§ **Written exercise**
List the stretch of the records from the start through the line containing "top-left (190, 648), bottom-right (285, 725)" as a numbered list, both ends included and blank lines omitted.

§ **Records provided**
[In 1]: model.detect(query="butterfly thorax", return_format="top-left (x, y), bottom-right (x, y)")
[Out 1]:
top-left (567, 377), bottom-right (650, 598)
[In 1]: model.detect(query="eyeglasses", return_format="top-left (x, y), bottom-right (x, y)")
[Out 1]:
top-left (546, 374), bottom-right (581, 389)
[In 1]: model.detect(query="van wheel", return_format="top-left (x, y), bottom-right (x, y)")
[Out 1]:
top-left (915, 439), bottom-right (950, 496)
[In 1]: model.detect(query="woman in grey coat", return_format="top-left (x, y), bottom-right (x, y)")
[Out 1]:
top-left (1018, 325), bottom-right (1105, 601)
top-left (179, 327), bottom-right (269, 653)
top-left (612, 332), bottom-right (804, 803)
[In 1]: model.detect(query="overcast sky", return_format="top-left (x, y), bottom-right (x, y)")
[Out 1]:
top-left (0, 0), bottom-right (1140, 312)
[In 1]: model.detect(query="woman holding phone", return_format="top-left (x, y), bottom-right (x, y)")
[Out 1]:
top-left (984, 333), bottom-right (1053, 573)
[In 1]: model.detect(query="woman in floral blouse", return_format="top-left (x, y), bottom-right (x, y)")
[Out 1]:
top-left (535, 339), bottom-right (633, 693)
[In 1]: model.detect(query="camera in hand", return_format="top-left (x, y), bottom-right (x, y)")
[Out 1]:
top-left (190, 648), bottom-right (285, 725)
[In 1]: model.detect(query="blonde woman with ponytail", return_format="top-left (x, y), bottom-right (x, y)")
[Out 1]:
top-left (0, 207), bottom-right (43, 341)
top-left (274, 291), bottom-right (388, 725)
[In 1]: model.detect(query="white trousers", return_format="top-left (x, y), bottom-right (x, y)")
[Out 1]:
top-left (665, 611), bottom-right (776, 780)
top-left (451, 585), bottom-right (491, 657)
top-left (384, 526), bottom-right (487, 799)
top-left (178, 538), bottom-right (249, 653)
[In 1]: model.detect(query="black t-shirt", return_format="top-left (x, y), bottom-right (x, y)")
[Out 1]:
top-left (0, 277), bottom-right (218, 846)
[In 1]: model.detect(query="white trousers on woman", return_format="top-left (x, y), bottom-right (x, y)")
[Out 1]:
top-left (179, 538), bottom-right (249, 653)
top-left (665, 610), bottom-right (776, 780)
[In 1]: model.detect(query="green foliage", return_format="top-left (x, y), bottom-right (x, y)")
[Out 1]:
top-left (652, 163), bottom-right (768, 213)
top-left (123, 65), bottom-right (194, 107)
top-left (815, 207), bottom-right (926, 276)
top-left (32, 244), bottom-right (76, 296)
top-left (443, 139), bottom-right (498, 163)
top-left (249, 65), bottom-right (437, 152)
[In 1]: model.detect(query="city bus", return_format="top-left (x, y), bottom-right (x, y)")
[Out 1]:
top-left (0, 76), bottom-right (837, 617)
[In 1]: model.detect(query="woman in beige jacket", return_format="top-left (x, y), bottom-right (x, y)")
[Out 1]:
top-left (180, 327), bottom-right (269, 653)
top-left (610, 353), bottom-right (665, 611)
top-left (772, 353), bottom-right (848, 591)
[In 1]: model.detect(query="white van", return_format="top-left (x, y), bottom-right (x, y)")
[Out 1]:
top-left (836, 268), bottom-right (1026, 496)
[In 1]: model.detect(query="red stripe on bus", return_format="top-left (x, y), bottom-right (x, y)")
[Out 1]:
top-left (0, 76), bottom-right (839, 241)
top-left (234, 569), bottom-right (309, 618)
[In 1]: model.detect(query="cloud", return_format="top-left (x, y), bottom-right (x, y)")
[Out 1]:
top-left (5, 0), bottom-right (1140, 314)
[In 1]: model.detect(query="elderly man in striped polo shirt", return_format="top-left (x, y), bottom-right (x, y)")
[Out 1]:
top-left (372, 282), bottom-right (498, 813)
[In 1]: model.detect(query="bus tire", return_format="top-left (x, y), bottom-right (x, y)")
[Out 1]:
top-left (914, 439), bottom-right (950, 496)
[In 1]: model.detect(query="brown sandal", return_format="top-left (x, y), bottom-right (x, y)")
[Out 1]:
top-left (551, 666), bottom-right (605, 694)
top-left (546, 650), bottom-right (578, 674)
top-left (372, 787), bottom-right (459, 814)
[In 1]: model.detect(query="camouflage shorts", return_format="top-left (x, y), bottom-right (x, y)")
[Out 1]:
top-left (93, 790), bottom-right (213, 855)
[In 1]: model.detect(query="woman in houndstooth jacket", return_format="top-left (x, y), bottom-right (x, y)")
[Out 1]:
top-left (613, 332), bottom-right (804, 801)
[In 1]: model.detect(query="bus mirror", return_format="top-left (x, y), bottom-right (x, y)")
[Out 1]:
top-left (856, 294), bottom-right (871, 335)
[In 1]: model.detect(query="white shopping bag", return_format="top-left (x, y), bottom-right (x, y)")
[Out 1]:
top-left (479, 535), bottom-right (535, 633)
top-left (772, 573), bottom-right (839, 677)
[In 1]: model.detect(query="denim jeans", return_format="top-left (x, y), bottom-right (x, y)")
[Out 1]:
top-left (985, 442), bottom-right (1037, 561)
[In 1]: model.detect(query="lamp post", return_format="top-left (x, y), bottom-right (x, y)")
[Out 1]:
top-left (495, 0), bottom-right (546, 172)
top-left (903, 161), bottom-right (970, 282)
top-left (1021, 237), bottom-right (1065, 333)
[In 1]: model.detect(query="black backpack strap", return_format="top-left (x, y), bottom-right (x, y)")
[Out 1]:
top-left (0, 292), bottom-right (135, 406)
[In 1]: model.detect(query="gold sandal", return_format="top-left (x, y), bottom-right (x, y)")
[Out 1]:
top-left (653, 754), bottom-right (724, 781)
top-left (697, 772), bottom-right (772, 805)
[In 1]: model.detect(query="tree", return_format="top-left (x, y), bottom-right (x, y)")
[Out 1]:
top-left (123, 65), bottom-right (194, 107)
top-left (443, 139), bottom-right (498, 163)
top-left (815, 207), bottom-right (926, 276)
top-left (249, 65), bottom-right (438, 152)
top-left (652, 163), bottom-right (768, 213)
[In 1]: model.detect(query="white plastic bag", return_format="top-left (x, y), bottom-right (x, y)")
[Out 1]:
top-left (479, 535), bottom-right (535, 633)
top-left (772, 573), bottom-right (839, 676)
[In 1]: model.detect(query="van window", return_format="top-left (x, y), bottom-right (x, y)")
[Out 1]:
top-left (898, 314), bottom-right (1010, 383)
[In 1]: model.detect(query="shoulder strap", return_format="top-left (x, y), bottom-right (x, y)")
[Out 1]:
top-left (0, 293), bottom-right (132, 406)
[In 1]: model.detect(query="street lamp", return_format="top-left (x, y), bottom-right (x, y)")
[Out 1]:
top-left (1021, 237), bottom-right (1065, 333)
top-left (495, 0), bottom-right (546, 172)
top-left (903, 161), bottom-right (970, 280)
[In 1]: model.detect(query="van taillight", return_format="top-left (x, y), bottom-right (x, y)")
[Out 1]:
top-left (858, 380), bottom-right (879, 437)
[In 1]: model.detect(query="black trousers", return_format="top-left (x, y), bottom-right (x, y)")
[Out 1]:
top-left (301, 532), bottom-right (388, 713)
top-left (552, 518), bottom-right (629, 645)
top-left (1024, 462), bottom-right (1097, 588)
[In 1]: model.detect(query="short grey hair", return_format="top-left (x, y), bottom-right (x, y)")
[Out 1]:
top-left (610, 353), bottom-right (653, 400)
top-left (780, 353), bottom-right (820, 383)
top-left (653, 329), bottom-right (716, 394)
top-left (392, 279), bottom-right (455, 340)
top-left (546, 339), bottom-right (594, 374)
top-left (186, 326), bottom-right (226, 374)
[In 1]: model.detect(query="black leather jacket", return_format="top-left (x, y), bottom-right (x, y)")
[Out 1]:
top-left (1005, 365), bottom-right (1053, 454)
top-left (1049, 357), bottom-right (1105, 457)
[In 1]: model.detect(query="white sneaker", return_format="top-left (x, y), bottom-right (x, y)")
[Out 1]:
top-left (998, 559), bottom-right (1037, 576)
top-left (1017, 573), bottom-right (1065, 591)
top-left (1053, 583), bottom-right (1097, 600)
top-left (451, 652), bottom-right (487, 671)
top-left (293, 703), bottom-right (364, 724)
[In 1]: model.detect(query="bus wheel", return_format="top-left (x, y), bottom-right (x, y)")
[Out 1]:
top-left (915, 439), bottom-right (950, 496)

§ **Reply to the exercise**
1. [In 1]: model.detect(query="butterfly thorax", return_format="top-left (x, y), bottom-right (x, y)")
2. [Out 1]:
3. top-left (567, 377), bottom-right (650, 598)
4. [In 1]: model.detect(query="eyeglasses", return_format="top-left (x, y), bottom-right (x, y)")
5. [Out 1]:
6. top-left (546, 374), bottom-right (581, 389)
7. [In 1]: model.detect(query="van wheel", return_format="top-left (x, y), bottom-right (x, y)")
8. [Out 1]:
9. top-left (915, 439), bottom-right (950, 496)
10. [In 1]: model.detect(query="woman in grey coat", return_format="top-left (x, y), bottom-right (x, y)")
11. [Out 1]:
12. top-left (1018, 325), bottom-right (1105, 601)
13. top-left (179, 327), bottom-right (269, 653)
14. top-left (612, 332), bottom-right (804, 803)
15. [In 1]: model.detect(query="overcast sky", return_format="top-left (x, y), bottom-right (x, y)")
16. [Out 1]:
17. top-left (0, 0), bottom-right (1140, 312)
18. [In 1]: model.detect(query="woman holding phone", return_format="top-left (x, y), bottom-right (x, y)")
19. [Out 1]:
20. top-left (984, 333), bottom-right (1053, 573)
21. [In 1]: model.detect(query="woman in floral blouse", return_format="top-left (x, y), bottom-right (x, y)")
22. [Out 1]:
23. top-left (535, 339), bottom-right (633, 693)
24. [In 1]: model.detect(query="camera in hand", return_format="top-left (x, y), bottom-right (x, y)")
25. [Out 1]:
26. top-left (190, 648), bottom-right (285, 725)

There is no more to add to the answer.